**SELECTED PASSAGE**
Your weekly Dose of Spurgeon
The PyroManiacs devote some space each weekend to highlights from the lifetime of works from the Prince of Preachers, Charles Haddon Spurgeon. The following excerpt is from C.H. Spurgeon's Autobiography, volume one, pages 271-272, Pilgrim Publications.
Another
singular character with whom I became acquainted early in my ministry,
was old Mr. Sutton, of Cottenham. He had never seen me, but he heard
that I was a popular young minister, so he invited me over to preach his
anniversary sermons.
I was in the vestry of the chapel before the morning
service, and when the aged man came in, and saw me, he seemed greatly
surprised to find that I was so young. After gruffly exchanging the usual
greetings, he remarked, “I shouldn’t have asked you here, had I known
you were such a bit of a boy. Why, the people have been pouring into
the place all the morning in waggons, and dickey-carts, and all kinds of vehicles!

**DATA SEGMENT**
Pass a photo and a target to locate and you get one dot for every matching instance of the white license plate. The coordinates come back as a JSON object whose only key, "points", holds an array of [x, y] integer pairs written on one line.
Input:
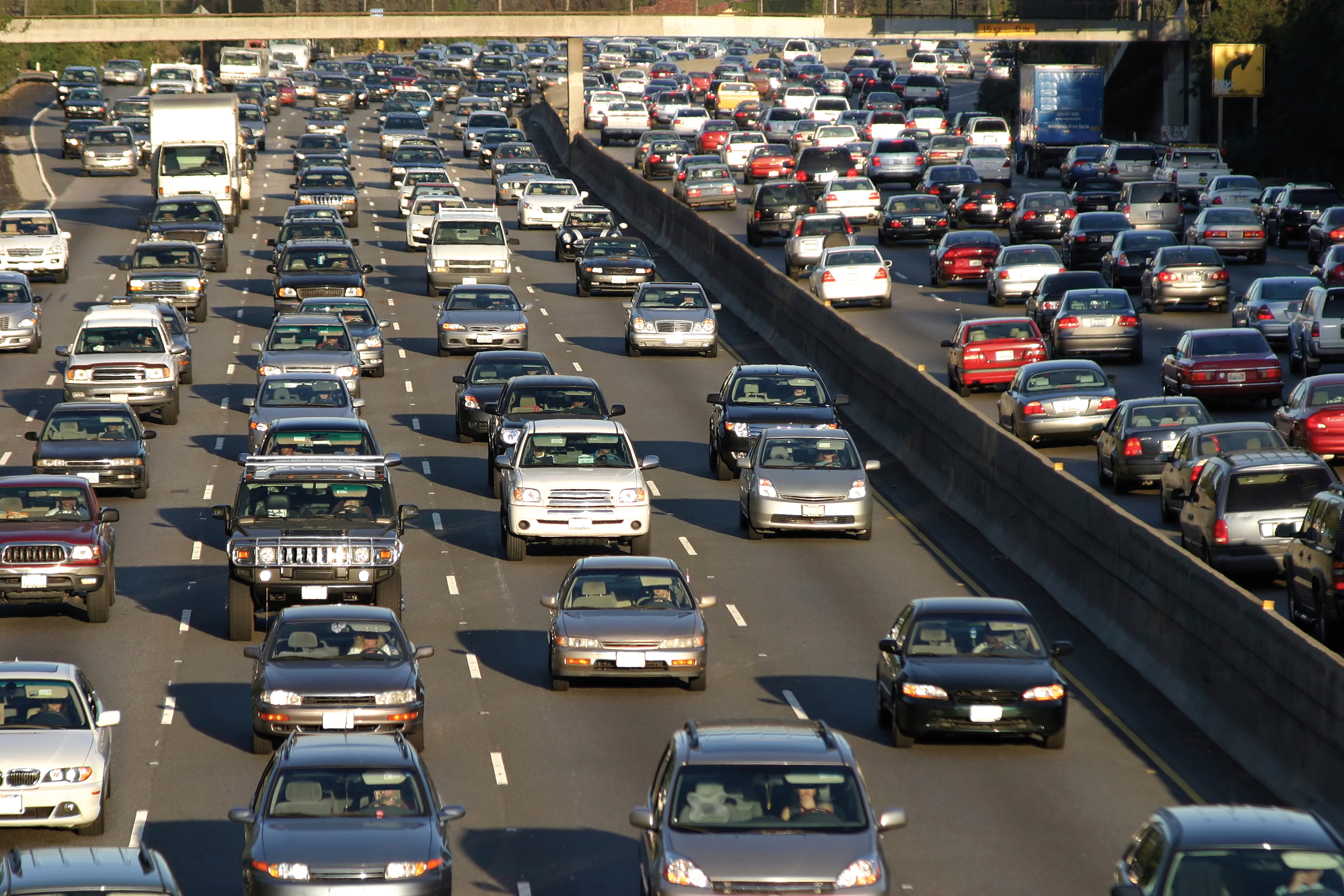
{"points": [[986, 714], [340, 721]]}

**DESCRIPTION OF THE TASK**
In the Spurgeon excerpt, what did old Mr. Sutton of Cottenham invite the young minister to preach?

**EXERCISE SOLUTION**
His anniversary sermons.